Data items
************

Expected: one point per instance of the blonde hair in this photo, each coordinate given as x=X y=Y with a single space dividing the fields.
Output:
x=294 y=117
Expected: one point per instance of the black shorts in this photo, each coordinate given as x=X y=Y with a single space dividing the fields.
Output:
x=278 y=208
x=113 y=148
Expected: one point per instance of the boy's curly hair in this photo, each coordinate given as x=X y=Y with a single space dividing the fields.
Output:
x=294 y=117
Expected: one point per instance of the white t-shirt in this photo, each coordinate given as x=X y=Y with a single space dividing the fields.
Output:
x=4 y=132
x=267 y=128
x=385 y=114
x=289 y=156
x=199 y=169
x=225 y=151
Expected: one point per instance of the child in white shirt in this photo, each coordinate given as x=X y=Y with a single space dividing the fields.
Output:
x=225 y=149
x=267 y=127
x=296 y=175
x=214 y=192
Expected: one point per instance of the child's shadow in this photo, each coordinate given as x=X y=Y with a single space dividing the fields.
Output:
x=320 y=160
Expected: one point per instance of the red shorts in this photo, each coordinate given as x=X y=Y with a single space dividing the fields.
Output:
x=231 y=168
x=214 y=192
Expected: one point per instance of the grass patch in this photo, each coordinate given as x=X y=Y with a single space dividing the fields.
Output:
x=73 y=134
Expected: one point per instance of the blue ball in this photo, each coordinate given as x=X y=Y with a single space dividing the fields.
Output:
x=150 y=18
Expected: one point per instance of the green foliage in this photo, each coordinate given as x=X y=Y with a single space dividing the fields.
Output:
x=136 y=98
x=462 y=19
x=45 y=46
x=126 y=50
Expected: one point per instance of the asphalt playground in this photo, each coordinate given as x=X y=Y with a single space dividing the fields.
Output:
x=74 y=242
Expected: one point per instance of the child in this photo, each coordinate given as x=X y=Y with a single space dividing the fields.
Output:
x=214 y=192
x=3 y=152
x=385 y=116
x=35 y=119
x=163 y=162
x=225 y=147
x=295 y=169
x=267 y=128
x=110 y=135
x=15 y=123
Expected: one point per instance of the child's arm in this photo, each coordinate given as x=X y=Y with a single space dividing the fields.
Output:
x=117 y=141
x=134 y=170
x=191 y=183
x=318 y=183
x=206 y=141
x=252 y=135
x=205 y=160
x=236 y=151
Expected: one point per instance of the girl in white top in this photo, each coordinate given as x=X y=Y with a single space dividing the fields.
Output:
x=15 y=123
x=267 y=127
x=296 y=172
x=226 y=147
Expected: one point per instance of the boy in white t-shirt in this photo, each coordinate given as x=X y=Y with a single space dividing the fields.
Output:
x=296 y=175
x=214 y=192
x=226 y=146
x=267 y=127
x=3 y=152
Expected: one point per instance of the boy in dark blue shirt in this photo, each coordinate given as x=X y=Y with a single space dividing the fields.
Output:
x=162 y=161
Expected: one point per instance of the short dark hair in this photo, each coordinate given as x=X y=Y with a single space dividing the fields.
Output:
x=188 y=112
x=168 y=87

************

Task brief: The answer consists of the lines above that include the word "hair", each copied exactly.

Task solution:
Expected: one point per instance of the blonde hair in this photo, each coordinate given as x=X y=Y with a single space dividing the fields.
Expected: one point per instance of the boy's curly hair in this photo, each coordinate given as x=X y=Y with a single space dividing the fields.
Expected: one point per instance of the short dark hair in this photo, each coordinate given as x=X y=Y with a single space dividing the fields.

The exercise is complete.